[Supplied passage]
================
CS-109A Introduction to Data Science

Lab 12: Building and Regularizing your first Neural Network

Harvard University
Fall 2019
Instructors: Pavlos Protopapas, Kevin Rader, Chris Tanner
Lab Instructors: Chris Tanner and Eleni Kaxiras.
Authors: Eleni Kaxiras, David Sondak, and Pavlos Protopapas.

In [ ]:
## RUN THIS CELL TO PROPERLY HIGHLIGHT THE EXERCISES
import requests
from IPython.core.display import HTML
styles = requests.get("https://raw.githubusercontent.com/Harvard-IACS/2018-CS109A/master/content/styles/cs109.css").text
HTML(styles)
In [ ]:
import numpy as np
import matplotlib.pyplot as plt
import matplotlib.image as mpimg
import numpy as np
import pandas as pd
%matplotlib inline

from PIL import Image
In [ ]:
from __future__ import absolute_import, division, print_function, unicode_literals

# TensorFlow and tf.keras
import tensorflow as tf

tf.keras.backend.clear_session()  # For easy reset of notebook state.

print(tf.__version__)  # You should see a 2.0.0 here!

Picking up where we left off tf.keras with Tensorflow 2.0:

tf.keras.models.Sequential
tf.keras.layers.Dense, tf.keras.layers.Activation, 
tf.keras.layers.Dropout, tf.keras.layers.Flatten, tf.keras.layers.Reshape
tf.keras.optimizers.SGD
tf.keras.preprocessing.image.ImageDataGenerator
tf.keras.regularizers
tf.keras.datasets.mnist

Learning Goals

In this lab we will continue with the basics of feedforward neural networks, we will create one and explore various ways to optimize and regularize it using tf.keras, a deep learning library inside the broader framework called Tensorflow. By the end of this lab, you should:

  • Understand how a simple neural network works and code some of its functionality using tf.keras.
================
[Collected data]
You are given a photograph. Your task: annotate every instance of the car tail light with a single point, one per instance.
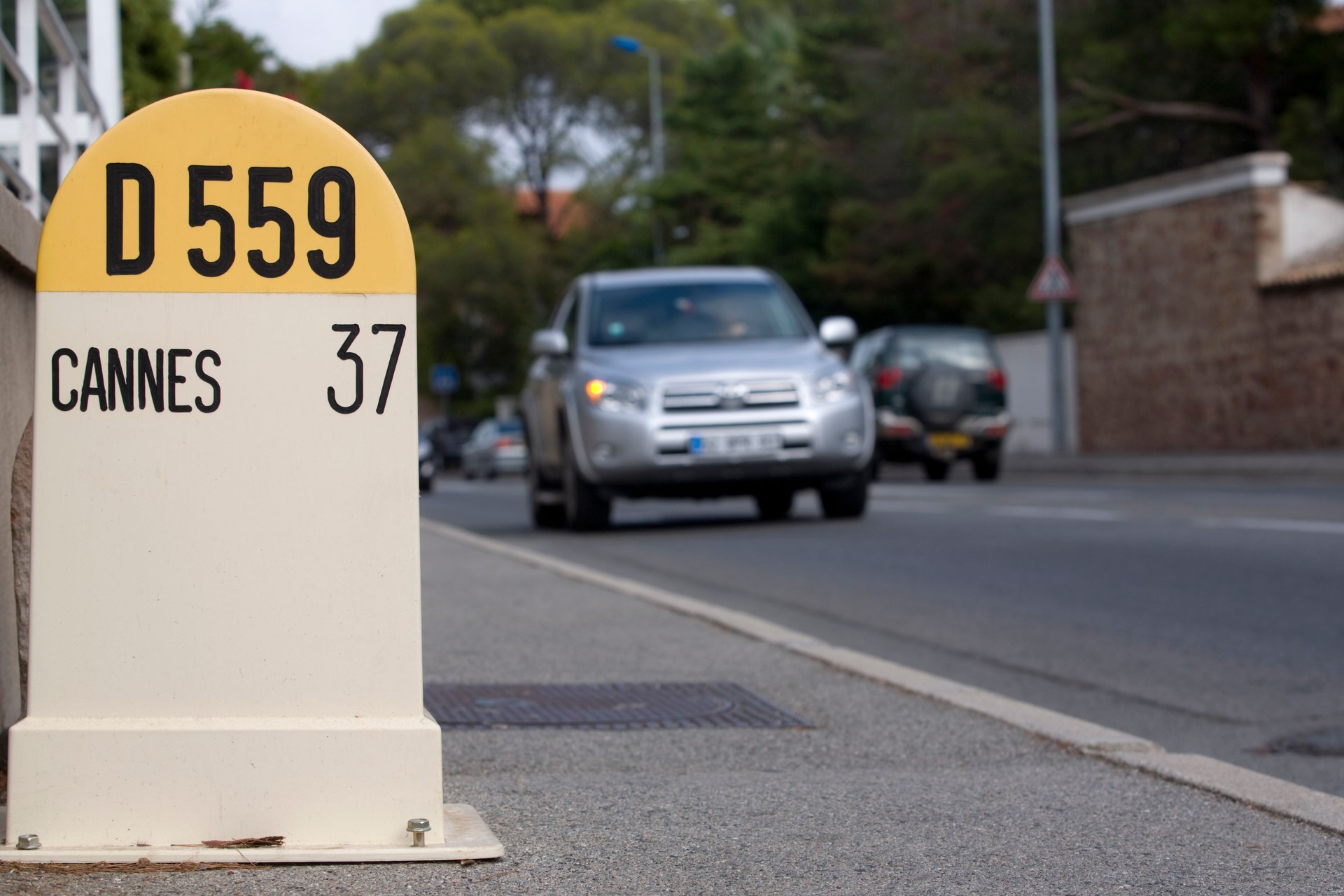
(889, 378)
================
[Work to be completed] From the neural network lab page above, reproduce verbatim the part that opens with the words "Harvard University" and closes with "and Pavlos Protopapas.".

[Correct result]
Harvard University
Fall 2019
Instructors: Pavlos Protopapas, Kevin Rader, Chris Tanner
Lab Instructors: Chris Tanner and Eleni Kaxiras.
Authors: Eleni Kaxiras, David Sondak, and Pavlos Protopapas.